Beginning with the line that holds "Target: front door" in the data below, give again every line through the one that holds "Target: landscaping shrub", exactly as written.

━━━━━━━━━━━━━━━━━━━━

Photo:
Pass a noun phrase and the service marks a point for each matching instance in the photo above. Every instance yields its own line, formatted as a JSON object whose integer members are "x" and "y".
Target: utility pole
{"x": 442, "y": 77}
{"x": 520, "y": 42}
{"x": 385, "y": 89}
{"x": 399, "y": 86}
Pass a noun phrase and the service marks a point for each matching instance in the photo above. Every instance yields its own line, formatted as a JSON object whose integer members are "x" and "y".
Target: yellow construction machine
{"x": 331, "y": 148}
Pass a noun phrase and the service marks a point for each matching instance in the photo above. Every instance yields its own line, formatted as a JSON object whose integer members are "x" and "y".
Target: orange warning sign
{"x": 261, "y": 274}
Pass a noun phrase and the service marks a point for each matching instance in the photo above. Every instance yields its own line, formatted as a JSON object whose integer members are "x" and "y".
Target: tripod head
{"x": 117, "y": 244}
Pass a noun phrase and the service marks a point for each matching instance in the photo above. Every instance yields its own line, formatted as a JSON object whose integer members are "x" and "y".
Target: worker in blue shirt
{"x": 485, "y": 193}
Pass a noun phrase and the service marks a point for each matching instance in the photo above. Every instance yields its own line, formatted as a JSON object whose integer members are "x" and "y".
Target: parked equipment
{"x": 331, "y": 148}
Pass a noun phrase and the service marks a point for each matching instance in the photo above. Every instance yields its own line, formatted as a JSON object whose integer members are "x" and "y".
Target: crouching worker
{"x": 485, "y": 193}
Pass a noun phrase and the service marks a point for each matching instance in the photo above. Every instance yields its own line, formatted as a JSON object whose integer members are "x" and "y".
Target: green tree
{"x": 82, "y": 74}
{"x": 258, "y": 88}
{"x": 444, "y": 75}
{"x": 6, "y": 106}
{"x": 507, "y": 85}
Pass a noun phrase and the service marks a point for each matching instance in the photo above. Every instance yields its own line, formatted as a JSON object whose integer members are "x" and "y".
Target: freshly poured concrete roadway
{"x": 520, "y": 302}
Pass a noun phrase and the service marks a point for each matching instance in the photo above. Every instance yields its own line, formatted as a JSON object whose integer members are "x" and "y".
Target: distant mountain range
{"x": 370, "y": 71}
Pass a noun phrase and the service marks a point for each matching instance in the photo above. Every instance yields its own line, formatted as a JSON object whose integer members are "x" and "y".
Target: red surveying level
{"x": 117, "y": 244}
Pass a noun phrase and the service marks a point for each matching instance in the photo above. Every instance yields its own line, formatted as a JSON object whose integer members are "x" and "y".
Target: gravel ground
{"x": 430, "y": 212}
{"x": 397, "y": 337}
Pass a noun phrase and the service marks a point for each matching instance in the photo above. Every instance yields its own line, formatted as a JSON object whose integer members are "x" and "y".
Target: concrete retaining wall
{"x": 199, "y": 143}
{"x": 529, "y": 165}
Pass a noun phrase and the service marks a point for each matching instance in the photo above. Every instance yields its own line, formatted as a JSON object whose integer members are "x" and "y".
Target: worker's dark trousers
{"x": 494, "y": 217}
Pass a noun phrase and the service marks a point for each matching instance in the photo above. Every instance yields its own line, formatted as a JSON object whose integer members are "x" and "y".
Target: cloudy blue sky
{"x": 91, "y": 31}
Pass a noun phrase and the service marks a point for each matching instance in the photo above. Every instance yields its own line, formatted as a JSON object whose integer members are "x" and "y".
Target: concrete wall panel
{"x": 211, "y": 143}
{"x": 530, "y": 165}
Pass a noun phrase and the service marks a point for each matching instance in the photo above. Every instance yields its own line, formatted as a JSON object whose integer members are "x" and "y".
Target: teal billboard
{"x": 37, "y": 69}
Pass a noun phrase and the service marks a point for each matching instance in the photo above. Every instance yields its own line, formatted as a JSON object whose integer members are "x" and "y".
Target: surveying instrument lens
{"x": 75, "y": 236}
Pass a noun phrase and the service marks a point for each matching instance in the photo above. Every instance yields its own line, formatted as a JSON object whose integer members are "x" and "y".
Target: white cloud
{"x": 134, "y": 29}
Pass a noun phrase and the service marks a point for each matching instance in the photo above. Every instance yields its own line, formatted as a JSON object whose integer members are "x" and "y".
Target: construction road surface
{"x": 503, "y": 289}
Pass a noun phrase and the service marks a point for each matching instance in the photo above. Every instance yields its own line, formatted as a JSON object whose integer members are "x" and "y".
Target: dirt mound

━━━━━━━━━━━━━━━━━━━━

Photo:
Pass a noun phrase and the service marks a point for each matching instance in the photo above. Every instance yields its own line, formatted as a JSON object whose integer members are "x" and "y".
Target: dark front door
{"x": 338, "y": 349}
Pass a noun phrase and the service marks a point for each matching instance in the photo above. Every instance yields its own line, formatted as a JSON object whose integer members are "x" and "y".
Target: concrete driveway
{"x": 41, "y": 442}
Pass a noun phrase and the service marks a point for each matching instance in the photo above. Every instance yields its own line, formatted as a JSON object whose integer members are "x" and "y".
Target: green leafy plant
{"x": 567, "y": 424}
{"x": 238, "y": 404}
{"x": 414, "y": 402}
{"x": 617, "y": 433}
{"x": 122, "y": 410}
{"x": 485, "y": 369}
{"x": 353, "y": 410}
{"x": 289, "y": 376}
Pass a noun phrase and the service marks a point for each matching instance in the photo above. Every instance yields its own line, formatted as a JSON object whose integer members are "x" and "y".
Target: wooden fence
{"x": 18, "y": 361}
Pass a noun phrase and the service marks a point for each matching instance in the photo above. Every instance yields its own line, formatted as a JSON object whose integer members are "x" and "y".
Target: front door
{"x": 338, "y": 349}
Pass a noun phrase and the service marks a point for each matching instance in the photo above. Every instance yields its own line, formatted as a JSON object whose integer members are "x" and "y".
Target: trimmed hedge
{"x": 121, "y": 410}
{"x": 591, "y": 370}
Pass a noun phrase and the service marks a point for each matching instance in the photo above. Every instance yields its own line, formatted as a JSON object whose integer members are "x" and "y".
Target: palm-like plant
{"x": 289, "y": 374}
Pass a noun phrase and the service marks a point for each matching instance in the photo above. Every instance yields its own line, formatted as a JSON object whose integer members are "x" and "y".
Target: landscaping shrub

━━━━━━━━━━━━━━━━━━━━

| TASK SOLUTION |
Target: front door
{"x": 338, "y": 349}
Pass a noun phrase and the service marks a point for each matching instance in the photo above. Every instance yields its own line, formatted as a JSON object whose integer members are "x" and "y".
Target: trimmed hedge
{"x": 121, "y": 410}
{"x": 591, "y": 370}
Pass a noun phrase and the service marks a point for each matching instance in the photo above. Every instance yields its own line, formatted as a JSON object whose integer members are "x" and "y".
Target: palm-like plant
{"x": 289, "y": 374}
Pass a noun phrase and the service marks a point for each matching instance in the photo above. Every instance yields its own line, formatted as a JSON object whose integer members are "x" and "y".
Target: landscaping shrub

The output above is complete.